SELECTED PASSAGE:

— Begin —

The female inebriate posed a particular dilemma for society: the weakness of the will in women, it was argued, had a direct impact on the next generation

Esther Warden was described in court in 1912 as “a dangerous woman” and “an incorrigible nuisance”. By 1939, when she was in her late sixties, Esther had notched up over 200 criminal convictions, mostly for drunkenness and being an idle and disorderly public nuisance.

In Fremantle, she was one of the most notorious criminals of the early twentieth-century and known as the “terror” of the West End. Western Australia’s Police Act had been enacted in the late nineteenth-century as a means to monitor and punish criminal behaviour — mainly such offences against good order as drunkenness, vagrancy and loitering. But it was also used to control female behaviour.

The feminine ideal in the British world was then of a passive, chaste and moral woman who best contributed to society through respectable paid work or by upholding a domestic identity as a good wife and mother. Women who did not conform to this idea faced being outcast from society through convictions for good order offences.

— End —

PROMPT: Quote the text on Esther Warden from "In Fremantle, she" up to and including "control female behaviour.", word for word.

SOURCE MATERIAL:
— Begin —

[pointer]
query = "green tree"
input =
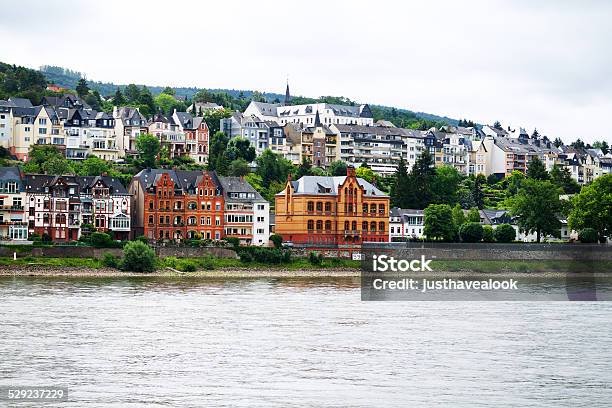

— End —

REPLY:
In Fremantle, she was one of the most notorious criminals of the early twentieth-century and known as the “terror” of the West End. Western Australia’s Police Act had been enacted in the late nineteenth-century as a means to monitor and punish criminal behaviour — mainly such offences against good order as drunkenness, vagrancy and loitering. But it was also used to control female behaviour.